Return every line from the rows below that contains the word "pendant", copied in full.
** START OF Available data **
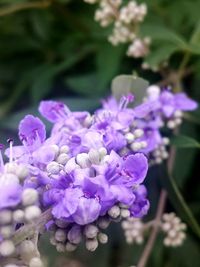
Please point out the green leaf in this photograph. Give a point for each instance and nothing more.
(124, 84)
(178, 201)
(83, 84)
(163, 33)
(183, 141)
(160, 54)
(107, 70)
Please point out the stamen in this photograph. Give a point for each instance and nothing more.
(1, 157)
(10, 141)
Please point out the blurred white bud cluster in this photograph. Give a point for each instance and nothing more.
(133, 230)
(170, 224)
(174, 230)
(126, 20)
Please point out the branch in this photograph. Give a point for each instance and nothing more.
(150, 243)
(21, 6)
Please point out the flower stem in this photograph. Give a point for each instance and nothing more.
(149, 246)
(21, 6)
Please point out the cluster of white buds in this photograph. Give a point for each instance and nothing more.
(133, 230)
(176, 120)
(160, 153)
(25, 211)
(28, 253)
(139, 47)
(174, 230)
(67, 236)
(134, 142)
(60, 160)
(126, 20)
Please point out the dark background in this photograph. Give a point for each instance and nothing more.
(60, 52)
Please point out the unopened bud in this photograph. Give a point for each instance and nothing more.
(53, 167)
(74, 235)
(94, 156)
(32, 212)
(90, 231)
(114, 212)
(83, 160)
(103, 223)
(62, 158)
(7, 248)
(6, 231)
(35, 262)
(18, 216)
(70, 247)
(22, 172)
(91, 244)
(60, 247)
(138, 133)
(5, 216)
(29, 196)
(60, 235)
(27, 250)
(64, 149)
(103, 238)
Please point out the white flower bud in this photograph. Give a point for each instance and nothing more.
(103, 152)
(103, 223)
(114, 212)
(138, 133)
(103, 238)
(10, 167)
(5, 216)
(6, 178)
(55, 149)
(143, 144)
(178, 114)
(165, 141)
(61, 223)
(53, 241)
(53, 168)
(7, 248)
(60, 247)
(64, 149)
(171, 124)
(90, 231)
(94, 156)
(82, 160)
(60, 235)
(18, 216)
(129, 137)
(74, 235)
(153, 91)
(62, 158)
(29, 196)
(125, 213)
(6, 231)
(27, 250)
(32, 213)
(22, 172)
(91, 244)
(70, 247)
(136, 146)
(35, 262)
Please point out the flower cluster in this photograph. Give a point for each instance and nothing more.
(170, 225)
(88, 173)
(126, 20)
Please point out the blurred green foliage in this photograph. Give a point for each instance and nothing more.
(55, 49)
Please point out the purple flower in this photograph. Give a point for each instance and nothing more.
(53, 111)
(32, 132)
(10, 192)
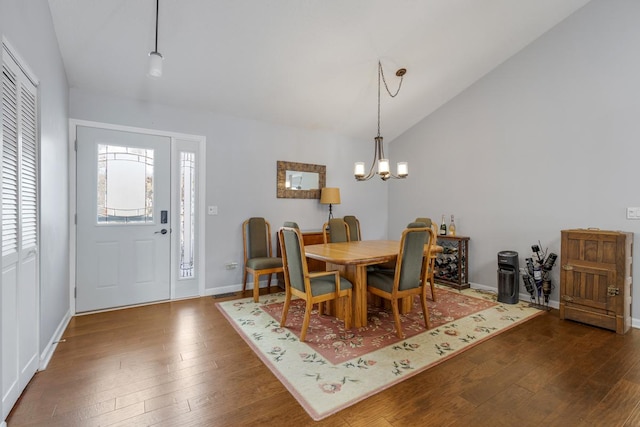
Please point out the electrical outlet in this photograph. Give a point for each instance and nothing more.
(633, 213)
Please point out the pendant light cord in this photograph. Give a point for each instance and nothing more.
(157, 9)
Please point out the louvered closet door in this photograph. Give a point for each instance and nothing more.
(19, 297)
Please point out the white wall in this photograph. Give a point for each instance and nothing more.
(547, 141)
(241, 173)
(28, 27)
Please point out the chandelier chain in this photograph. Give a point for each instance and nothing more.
(386, 86)
(385, 81)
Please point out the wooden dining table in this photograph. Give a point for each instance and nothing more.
(352, 260)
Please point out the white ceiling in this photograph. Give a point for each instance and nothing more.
(302, 63)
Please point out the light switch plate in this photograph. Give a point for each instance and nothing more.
(633, 213)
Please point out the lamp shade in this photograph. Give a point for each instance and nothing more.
(330, 196)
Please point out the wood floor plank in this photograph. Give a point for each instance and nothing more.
(182, 364)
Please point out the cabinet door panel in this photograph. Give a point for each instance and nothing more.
(587, 286)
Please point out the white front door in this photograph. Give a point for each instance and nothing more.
(123, 218)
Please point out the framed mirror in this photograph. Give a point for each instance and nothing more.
(300, 180)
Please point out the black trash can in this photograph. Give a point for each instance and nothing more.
(508, 283)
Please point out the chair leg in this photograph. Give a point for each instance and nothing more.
(305, 322)
(285, 308)
(432, 266)
(256, 287)
(396, 318)
(347, 311)
(244, 282)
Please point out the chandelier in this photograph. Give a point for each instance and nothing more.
(378, 153)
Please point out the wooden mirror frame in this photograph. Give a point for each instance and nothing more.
(284, 193)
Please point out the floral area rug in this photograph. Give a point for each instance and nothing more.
(336, 368)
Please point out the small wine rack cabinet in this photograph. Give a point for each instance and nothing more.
(452, 265)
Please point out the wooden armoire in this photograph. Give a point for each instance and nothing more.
(596, 278)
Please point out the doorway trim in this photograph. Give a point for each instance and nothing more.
(174, 136)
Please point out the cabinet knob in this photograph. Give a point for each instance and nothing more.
(613, 291)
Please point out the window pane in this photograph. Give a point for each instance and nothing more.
(125, 184)
(187, 214)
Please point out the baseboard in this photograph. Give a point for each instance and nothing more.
(47, 353)
(521, 296)
(635, 323)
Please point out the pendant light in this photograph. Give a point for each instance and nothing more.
(378, 154)
(155, 57)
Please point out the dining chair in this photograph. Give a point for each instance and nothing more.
(312, 287)
(335, 231)
(258, 254)
(433, 255)
(409, 277)
(354, 227)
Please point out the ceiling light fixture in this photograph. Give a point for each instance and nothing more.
(155, 57)
(378, 154)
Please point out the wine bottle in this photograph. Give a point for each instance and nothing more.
(452, 227)
(443, 227)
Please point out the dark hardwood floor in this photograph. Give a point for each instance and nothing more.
(182, 364)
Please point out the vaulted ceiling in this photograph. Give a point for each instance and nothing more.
(303, 63)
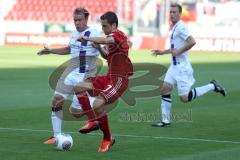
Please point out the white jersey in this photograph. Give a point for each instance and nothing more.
(179, 34)
(83, 47)
(83, 55)
(180, 73)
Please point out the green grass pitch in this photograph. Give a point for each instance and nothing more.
(210, 130)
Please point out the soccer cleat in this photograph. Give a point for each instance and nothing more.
(106, 145)
(161, 124)
(218, 88)
(89, 126)
(51, 140)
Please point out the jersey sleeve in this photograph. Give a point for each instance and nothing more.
(118, 37)
(184, 33)
(95, 33)
(71, 39)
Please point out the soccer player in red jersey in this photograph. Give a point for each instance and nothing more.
(111, 86)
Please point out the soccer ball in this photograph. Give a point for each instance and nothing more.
(64, 142)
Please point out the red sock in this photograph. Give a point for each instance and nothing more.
(86, 107)
(104, 126)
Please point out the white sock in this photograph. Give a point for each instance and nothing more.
(57, 122)
(199, 91)
(166, 109)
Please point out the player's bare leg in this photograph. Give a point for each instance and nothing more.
(166, 104)
(80, 90)
(102, 118)
(56, 117)
(199, 91)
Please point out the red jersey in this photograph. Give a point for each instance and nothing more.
(118, 62)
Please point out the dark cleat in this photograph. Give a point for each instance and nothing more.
(161, 124)
(218, 87)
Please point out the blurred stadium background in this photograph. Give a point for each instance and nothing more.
(207, 128)
(214, 23)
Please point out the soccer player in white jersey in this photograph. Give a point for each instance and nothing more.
(180, 72)
(82, 65)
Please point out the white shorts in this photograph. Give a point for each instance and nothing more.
(65, 88)
(180, 76)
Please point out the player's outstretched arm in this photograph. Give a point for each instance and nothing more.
(59, 51)
(99, 40)
(159, 52)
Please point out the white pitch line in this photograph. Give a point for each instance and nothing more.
(133, 136)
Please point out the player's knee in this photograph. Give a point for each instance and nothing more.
(77, 113)
(184, 99)
(166, 89)
(57, 100)
(79, 88)
(98, 104)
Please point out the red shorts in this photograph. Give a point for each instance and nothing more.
(110, 87)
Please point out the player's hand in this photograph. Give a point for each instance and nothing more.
(174, 52)
(82, 39)
(157, 52)
(46, 50)
(96, 45)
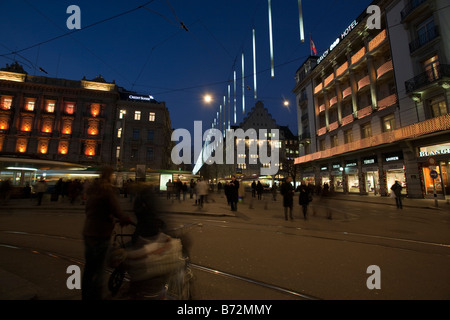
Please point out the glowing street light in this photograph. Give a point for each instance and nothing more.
(207, 98)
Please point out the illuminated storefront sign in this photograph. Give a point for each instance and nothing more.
(393, 157)
(434, 150)
(369, 161)
(338, 40)
(140, 98)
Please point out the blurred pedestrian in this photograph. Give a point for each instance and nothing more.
(58, 189)
(169, 186)
(254, 189)
(397, 190)
(304, 198)
(274, 191)
(324, 200)
(184, 190)
(234, 193)
(259, 190)
(5, 190)
(102, 208)
(287, 190)
(201, 191)
(41, 188)
(191, 188)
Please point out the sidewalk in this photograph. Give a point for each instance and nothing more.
(15, 288)
(216, 204)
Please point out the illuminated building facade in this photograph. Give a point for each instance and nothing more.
(375, 105)
(73, 121)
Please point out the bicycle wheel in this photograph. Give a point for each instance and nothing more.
(115, 281)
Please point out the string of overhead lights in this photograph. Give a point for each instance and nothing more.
(222, 125)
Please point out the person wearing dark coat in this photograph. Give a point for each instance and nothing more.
(234, 193)
(304, 198)
(102, 208)
(259, 190)
(287, 190)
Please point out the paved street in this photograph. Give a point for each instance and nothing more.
(253, 249)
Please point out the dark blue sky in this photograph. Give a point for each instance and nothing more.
(147, 51)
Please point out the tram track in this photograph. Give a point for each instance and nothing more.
(196, 267)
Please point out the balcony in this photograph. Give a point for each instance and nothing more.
(424, 39)
(410, 8)
(347, 92)
(427, 78)
(333, 101)
(322, 131)
(347, 119)
(303, 99)
(341, 69)
(305, 137)
(358, 56)
(384, 69)
(333, 126)
(318, 88)
(375, 42)
(329, 79)
(363, 82)
(416, 130)
(364, 112)
(387, 102)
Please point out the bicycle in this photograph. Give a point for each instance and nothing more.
(161, 274)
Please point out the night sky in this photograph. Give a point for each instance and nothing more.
(146, 50)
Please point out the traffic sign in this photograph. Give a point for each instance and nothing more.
(434, 174)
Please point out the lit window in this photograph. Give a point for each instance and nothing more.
(50, 106)
(5, 102)
(136, 133)
(150, 135)
(95, 109)
(389, 123)
(69, 108)
(29, 104)
(150, 153)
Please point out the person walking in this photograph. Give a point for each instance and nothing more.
(234, 193)
(102, 208)
(259, 190)
(254, 189)
(201, 191)
(274, 191)
(304, 198)
(397, 189)
(324, 200)
(169, 186)
(287, 191)
(41, 188)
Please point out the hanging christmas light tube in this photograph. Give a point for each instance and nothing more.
(300, 19)
(254, 63)
(272, 68)
(243, 85)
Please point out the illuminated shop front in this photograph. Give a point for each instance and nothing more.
(308, 177)
(371, 175)
(394, 169)
(352, 175)
(325, 175)
(337, 178)
(437, 158)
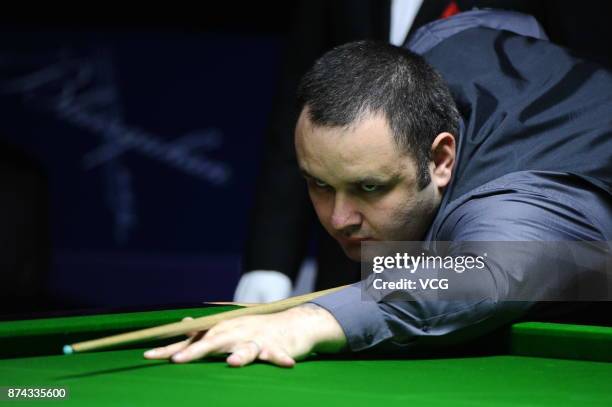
** END OF Available data **
§ Problem solution:
Please point out the pendant light cord in this photograph. Give a point for each instance and nothing more.
Please point out the pendant light in this photograph. Give a point for each instance and nothing more.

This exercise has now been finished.